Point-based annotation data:
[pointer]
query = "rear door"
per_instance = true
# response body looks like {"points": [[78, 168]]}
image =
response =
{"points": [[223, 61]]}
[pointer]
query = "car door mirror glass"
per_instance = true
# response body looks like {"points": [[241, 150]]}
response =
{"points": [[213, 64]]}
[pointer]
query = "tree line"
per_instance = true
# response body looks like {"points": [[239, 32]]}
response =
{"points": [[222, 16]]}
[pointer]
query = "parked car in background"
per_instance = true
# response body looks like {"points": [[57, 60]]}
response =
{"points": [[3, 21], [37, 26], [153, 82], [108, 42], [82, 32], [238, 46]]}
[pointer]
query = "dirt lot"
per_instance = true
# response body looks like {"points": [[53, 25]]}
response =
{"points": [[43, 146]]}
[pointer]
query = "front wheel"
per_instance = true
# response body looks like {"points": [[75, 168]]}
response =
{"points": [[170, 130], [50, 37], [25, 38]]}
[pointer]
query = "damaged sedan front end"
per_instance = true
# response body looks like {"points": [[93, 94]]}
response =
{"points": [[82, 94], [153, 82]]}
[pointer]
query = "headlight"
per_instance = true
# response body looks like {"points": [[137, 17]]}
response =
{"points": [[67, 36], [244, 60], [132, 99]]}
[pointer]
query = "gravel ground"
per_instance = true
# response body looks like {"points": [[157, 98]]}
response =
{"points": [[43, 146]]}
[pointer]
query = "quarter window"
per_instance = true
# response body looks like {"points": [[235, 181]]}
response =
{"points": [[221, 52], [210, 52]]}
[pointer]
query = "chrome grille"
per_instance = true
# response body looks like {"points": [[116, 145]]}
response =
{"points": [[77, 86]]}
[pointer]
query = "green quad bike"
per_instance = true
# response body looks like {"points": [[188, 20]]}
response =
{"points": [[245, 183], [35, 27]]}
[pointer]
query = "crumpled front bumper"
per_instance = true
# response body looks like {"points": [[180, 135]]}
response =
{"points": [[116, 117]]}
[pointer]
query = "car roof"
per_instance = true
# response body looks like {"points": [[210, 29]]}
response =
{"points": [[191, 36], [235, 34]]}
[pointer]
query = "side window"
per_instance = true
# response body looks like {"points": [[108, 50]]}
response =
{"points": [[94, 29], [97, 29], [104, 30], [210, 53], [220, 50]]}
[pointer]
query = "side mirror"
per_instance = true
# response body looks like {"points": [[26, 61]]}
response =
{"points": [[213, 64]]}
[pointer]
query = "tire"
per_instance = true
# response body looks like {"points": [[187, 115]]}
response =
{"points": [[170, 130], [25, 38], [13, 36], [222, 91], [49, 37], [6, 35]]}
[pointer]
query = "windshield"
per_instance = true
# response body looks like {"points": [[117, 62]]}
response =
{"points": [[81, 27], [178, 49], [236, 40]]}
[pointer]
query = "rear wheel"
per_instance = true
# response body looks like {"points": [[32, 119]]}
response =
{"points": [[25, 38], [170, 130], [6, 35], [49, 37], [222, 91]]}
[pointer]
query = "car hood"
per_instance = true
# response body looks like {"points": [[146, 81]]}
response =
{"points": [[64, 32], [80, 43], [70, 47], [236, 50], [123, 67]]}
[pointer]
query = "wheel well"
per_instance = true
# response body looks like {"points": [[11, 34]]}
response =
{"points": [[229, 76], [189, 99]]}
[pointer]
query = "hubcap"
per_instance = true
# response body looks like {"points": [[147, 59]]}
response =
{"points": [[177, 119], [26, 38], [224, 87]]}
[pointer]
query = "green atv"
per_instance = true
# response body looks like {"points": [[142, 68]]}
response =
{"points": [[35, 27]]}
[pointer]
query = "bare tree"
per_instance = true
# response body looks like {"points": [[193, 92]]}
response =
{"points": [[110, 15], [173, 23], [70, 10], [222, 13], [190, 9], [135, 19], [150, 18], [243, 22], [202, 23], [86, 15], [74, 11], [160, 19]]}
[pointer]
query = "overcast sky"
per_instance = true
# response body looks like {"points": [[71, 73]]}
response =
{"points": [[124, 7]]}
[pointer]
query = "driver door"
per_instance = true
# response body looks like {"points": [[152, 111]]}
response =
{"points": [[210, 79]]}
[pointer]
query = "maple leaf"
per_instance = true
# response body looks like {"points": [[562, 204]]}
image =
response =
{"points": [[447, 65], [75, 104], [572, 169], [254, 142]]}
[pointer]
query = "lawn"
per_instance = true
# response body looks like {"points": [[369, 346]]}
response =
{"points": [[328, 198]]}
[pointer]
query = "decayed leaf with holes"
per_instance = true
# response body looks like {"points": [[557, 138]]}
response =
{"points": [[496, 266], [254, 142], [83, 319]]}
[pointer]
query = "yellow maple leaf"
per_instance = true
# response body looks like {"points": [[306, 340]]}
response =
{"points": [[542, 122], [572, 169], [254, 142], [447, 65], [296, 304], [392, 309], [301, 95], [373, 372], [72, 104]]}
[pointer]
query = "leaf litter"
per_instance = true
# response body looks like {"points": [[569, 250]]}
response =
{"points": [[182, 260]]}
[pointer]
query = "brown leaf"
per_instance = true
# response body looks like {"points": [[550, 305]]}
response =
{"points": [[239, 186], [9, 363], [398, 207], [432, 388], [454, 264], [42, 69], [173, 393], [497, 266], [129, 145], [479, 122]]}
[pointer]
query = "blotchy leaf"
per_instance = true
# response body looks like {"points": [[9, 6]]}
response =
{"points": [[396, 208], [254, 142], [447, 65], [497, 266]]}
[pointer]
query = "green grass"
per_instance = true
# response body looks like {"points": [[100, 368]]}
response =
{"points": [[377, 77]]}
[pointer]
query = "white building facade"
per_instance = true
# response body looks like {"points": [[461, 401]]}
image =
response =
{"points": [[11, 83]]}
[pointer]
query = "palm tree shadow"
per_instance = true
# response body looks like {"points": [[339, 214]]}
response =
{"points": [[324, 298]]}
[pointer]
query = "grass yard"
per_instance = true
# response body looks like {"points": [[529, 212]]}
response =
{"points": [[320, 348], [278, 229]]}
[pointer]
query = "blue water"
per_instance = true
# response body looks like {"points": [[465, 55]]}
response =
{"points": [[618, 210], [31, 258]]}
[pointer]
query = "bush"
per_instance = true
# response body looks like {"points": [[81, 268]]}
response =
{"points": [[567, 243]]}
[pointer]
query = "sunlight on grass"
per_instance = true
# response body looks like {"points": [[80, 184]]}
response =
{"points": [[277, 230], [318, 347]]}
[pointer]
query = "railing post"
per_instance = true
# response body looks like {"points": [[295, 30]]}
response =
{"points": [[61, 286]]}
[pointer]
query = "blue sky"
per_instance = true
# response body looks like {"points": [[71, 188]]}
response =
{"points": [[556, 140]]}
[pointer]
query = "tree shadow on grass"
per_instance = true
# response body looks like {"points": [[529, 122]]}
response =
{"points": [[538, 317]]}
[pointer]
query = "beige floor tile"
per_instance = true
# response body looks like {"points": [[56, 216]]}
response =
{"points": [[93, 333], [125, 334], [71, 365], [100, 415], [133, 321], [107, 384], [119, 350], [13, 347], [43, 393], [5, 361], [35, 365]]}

- _Instructions to follow_: Pull out each line of the records above that contains the string "side".

- _Solution for this exercise_:
query = "side window"
query = "side mirror"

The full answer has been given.